- **Exercise goal**: What follows is a block of records; reproduce all of it verbatim.

+++ Data supplied

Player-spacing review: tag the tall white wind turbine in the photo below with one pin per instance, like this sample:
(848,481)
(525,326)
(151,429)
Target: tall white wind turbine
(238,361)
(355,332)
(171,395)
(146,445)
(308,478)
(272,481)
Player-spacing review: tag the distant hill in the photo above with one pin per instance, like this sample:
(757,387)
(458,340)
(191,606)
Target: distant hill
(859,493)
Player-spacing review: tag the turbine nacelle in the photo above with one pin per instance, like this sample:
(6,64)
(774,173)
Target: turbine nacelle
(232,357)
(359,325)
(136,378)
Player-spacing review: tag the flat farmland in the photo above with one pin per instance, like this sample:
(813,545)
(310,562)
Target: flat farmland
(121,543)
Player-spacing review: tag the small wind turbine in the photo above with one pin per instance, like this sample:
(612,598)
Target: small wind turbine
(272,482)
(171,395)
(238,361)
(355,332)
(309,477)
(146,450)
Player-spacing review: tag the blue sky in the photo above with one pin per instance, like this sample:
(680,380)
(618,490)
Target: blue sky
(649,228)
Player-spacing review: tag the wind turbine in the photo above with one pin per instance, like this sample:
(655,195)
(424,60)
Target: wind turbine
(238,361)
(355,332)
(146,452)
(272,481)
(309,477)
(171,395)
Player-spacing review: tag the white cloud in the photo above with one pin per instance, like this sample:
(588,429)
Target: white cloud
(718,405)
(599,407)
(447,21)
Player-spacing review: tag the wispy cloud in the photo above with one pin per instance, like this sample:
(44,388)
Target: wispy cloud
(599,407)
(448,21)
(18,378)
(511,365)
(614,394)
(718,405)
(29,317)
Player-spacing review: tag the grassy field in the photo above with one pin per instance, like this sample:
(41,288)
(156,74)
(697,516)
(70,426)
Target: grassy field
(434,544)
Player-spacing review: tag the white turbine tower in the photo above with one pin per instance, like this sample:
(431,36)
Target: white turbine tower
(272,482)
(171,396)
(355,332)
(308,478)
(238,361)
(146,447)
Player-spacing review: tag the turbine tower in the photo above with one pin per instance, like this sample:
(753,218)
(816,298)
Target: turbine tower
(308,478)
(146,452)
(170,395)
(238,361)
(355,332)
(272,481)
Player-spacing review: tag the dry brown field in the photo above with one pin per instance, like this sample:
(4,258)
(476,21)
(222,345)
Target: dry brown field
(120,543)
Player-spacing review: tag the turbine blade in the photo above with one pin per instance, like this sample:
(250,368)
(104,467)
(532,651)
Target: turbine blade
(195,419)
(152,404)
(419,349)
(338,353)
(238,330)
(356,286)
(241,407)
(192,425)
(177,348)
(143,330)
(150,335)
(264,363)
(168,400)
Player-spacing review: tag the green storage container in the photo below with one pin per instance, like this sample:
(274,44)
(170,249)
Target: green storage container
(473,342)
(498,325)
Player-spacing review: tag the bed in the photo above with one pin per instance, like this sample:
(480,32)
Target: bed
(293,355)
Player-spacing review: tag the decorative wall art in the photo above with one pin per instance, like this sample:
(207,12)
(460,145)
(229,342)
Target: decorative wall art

++++++

- **Problem solution**:
Player-spacing review: tag the tall white wind turbine in the photo below with one pin per instance, like this sample:
(848,481)
(525,326)
(151,429)
Target: tall white wind turbine
(238,361)
(355,332)
(171,395)
(146,445)
(308,478)
(272,481)
Player-spacing review: tag the distant hill in the photo above with one pin per instance, like this sample:
(757,387)
(458,340)
(191,606)
Target: distant hill
(859,493)
Player-spacing review: tag the turbine nacelle in the photo above with one pin per instance, like this sample:
(6,64)
(774,173)
Target: turbine nacelle
(232,357)
(359,325)
(136,378)
Player-spacing review: tag the flat farmland in the photo above with one pin per instance, like this sample:
(813,545)
(310,562)
Target: flat farmland
(121,543)
Player-spacing review: tag the small wind turbine in the photo above with one pin per instance, like this sample:
(612,598)
Target: small wind turbine
(272,482)
(171,395)
(238,361)
(355,332)
(309,477)
(146,450)
Player-spacing review: tag the blue sky in the photo above with one pin per instance, like this sample:
(680,380)
(618,490)
Target: blue sky
(649,228)
Player-spacing review: tag the wind turbine in the photo above with one pin per instance, like this sample:
(655,195)
(424,60)
Target: wind turbine
(238,361)
(355,332)
(146,452)
(272,481)
(309,477)
(171,395)
Player-spacing review: tag the white cloud in the photo above with one pin per instance, like this sample:
(588,429)
Target: white cloud
(718,405)
(599,407)
(447,21)
Player-spacing review: tag the wispy cloud in the photo above with one pin per instance, like this sample:
(44,388)
Target: wispy cloud
(599,407)
(448,21)
(18,378)
(511,365)
(614,394)
(718,405)
(29,317)
Player-spacing review: tag the grassy field in the photo above with one pin per instance, like this sample:
(41,288)
(156,74)
(697,516)
(70,426)
Target: grassy field
(434,544)
Player-spacing review: tag the white turbine tower in the photo above with one pin per instance, like this sample:
(431,36)
Target: white turbine tower
(272,482)
(171,396)
(355,332)
(308,478)
(238,361)
(146,447)
Player-spacing review: tag the turbine tower in the photo above with one pin per instance, like this sample:
(753,218)
(816,298)
Target: turbine tower
(308,478)
(146,452)
(170,395)
(238,361)
(355,332)
(272,481)
Player-spacing review: tag the dry brown field in the photo above with one pin per instance, like this sample:
(4,258)
(476,21)
(222,345)
Target: dry brown field
(120,543)
Player-spacing review: tag the turbine blade in the photo above with one pin per instance, like this sample:
(250,368)
(104,467)
(532,651)
Target: turbine blade
(195,419)
(152,404)
(419,349)
(338,353)
(238,330)
(356,286)
(241,407)
(192,425)
(177,348)
(143,330)
(150,335)
(264,363)
(168,400)
Player-spacing review: tag the green storage container in the photo below with one pin per instance, like this sample:
(274,44)
(170,249)
Target: green storage container
(473,342)
(498,325)
Player-spacing review: tag the bed in the photo above with one pin per instance, like this sample:
(480,32)
Target: bed
(293,355)
Player-spacing review: tag the decorative wall art in the photo above with one pin per instance, like this sample:
(207,12)
(460,145)
(229,342)
Target: decorative wall art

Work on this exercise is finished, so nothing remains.